■ Problem to solve ■
Copy the listing below from its first line up to and including the line with "x=234 y=657", requests too, and shift every coordinate in the answers by -118.

■ Input records ■
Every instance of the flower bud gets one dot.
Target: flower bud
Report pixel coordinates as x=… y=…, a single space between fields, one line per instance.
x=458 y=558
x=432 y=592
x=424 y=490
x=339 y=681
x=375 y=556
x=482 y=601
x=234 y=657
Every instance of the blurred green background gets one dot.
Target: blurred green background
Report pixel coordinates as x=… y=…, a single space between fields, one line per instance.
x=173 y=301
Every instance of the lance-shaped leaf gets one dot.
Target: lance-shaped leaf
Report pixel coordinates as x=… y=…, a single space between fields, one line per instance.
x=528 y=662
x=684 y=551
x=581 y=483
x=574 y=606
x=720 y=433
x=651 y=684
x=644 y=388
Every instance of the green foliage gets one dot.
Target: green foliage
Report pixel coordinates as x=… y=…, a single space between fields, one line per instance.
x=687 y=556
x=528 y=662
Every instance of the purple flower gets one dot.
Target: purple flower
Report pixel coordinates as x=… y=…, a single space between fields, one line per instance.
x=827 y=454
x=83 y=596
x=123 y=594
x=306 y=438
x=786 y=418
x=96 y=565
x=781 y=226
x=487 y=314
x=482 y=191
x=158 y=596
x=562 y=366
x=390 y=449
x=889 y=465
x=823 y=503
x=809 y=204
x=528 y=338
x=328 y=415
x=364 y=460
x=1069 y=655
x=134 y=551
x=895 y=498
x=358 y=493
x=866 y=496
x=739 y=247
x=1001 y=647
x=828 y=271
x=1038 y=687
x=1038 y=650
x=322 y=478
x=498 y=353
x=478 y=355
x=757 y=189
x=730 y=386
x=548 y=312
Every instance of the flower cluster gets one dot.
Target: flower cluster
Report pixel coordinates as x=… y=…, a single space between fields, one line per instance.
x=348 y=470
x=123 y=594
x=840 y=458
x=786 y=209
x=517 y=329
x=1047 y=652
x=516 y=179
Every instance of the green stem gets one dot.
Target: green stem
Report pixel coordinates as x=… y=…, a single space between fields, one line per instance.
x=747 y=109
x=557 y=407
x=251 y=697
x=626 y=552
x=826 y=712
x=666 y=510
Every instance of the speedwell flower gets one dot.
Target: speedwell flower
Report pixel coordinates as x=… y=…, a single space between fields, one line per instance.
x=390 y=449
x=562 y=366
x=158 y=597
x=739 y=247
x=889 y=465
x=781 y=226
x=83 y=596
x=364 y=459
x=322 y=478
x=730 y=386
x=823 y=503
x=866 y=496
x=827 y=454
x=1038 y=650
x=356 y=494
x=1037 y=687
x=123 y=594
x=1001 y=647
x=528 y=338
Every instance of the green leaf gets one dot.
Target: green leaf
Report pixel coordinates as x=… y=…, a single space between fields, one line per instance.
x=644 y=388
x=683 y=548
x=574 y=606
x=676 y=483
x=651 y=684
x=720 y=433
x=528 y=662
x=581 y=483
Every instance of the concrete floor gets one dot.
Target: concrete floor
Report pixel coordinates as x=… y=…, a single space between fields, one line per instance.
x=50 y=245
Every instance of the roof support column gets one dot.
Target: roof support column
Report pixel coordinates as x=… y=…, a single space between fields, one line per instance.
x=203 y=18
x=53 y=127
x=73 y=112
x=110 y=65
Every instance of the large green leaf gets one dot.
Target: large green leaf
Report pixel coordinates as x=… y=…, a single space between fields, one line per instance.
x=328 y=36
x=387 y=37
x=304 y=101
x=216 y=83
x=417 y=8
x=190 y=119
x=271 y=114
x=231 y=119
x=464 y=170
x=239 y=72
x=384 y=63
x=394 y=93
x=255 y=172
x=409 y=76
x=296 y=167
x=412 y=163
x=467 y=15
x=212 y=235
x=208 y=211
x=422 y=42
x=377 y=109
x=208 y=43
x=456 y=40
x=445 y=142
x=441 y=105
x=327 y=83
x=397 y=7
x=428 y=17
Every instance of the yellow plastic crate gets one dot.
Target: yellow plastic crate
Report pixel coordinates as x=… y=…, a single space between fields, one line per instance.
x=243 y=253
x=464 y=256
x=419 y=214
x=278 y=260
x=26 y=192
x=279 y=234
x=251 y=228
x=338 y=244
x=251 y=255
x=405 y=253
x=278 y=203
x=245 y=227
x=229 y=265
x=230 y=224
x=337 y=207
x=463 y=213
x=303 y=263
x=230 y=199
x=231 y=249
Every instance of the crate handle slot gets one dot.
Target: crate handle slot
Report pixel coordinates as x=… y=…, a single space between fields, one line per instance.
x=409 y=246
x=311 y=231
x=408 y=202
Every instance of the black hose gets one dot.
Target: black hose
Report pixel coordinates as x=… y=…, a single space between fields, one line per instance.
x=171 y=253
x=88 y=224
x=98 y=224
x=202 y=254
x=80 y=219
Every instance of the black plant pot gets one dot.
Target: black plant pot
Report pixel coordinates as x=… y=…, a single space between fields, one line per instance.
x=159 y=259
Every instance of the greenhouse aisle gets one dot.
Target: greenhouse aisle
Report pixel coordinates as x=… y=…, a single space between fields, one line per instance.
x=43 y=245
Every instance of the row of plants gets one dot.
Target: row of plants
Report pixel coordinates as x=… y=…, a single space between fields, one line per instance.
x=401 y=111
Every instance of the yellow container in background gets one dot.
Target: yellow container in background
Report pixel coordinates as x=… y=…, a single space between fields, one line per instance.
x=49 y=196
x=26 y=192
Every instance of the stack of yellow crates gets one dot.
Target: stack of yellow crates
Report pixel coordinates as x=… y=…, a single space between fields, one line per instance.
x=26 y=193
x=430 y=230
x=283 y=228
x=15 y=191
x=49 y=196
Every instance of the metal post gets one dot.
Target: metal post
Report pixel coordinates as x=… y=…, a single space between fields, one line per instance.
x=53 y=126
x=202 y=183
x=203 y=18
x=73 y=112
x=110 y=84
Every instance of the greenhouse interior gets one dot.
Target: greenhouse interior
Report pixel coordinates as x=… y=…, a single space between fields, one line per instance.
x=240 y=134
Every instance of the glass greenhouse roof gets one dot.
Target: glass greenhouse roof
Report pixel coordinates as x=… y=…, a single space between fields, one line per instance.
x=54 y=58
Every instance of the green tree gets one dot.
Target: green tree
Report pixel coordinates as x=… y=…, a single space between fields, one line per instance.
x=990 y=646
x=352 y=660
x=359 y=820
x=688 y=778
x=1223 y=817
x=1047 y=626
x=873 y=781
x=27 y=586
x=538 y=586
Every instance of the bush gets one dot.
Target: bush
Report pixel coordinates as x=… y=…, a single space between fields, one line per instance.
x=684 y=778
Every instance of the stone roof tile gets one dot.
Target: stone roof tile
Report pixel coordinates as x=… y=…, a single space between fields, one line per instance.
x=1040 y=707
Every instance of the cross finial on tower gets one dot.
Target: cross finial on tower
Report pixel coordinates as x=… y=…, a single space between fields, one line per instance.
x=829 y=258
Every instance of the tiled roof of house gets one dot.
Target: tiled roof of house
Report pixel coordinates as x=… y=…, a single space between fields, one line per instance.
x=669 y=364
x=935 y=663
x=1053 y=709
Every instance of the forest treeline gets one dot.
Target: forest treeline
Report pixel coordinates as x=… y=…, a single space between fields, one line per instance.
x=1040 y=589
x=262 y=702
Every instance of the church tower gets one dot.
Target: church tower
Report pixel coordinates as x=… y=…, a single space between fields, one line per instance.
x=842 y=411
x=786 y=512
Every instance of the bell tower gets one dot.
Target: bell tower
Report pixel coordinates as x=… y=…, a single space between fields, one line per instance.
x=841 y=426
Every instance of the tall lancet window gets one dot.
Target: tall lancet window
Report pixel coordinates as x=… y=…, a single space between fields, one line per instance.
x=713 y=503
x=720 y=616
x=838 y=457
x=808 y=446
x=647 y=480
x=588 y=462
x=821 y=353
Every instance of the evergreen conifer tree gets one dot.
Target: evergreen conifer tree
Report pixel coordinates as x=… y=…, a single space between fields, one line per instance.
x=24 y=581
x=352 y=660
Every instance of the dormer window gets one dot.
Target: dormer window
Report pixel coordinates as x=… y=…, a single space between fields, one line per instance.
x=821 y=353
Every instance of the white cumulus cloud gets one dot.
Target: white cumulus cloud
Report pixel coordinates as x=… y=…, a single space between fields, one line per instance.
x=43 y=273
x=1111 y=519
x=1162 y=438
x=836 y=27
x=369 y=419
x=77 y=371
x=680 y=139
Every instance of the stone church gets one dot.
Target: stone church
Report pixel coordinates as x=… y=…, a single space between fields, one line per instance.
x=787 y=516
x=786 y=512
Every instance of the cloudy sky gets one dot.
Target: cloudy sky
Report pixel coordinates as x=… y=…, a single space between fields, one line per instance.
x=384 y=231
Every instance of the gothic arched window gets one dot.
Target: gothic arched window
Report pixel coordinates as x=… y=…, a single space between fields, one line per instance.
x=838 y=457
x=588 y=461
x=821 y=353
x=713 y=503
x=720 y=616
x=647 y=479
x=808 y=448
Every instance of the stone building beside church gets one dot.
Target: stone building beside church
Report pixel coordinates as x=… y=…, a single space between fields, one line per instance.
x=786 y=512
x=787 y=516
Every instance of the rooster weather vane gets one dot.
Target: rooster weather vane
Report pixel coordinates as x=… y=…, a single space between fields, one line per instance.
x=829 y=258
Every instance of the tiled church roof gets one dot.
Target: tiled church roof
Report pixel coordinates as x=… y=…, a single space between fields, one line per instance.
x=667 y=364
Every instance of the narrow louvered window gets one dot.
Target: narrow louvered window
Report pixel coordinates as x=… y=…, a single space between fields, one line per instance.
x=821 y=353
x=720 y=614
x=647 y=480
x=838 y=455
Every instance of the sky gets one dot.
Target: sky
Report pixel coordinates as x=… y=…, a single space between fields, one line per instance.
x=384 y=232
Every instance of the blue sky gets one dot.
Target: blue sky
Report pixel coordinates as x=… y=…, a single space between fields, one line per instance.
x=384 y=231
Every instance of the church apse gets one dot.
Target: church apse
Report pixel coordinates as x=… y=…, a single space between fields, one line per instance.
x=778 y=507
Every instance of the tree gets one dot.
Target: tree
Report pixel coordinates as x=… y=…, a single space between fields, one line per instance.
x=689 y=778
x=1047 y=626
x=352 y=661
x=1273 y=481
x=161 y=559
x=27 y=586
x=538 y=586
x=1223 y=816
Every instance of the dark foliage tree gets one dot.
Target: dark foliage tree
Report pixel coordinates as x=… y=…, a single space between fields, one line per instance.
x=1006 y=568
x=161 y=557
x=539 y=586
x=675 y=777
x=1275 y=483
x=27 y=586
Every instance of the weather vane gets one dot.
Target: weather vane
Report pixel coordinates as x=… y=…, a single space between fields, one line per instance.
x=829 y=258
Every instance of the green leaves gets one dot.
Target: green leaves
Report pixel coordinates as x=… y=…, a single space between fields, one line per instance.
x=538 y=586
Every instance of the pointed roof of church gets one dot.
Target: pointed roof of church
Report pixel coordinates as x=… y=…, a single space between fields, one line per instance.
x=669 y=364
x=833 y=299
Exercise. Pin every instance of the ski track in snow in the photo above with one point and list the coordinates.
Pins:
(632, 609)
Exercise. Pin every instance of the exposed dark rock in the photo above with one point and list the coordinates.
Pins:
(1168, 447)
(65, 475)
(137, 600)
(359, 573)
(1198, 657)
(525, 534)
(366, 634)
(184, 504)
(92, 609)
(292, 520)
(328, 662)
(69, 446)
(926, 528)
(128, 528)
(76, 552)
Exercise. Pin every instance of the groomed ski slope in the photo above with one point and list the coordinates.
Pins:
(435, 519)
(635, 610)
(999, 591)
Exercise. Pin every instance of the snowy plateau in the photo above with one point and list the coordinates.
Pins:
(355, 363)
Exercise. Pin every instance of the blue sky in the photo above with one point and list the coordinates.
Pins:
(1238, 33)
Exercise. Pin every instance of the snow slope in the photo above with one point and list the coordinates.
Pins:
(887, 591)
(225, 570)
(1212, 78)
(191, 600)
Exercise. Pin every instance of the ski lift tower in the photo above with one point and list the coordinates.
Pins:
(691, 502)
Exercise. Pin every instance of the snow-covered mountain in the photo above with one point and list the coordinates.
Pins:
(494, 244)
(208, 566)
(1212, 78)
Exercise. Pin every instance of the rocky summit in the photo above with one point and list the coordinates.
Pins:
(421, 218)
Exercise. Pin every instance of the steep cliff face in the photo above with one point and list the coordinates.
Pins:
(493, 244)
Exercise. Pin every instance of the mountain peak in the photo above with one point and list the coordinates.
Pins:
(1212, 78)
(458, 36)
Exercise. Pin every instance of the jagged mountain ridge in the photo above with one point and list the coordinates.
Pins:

■ Task response ■
Every instance of the flower bud gets one dot.
Target: flower bud
Report pixel coordinates as x=… y=…, a single space between fields, one line per instance.
x=340 y=440
x=314 y=474
x=306 y=372
x=221 y=563
x=257 y=438
x=364 y=483
x=116 y=539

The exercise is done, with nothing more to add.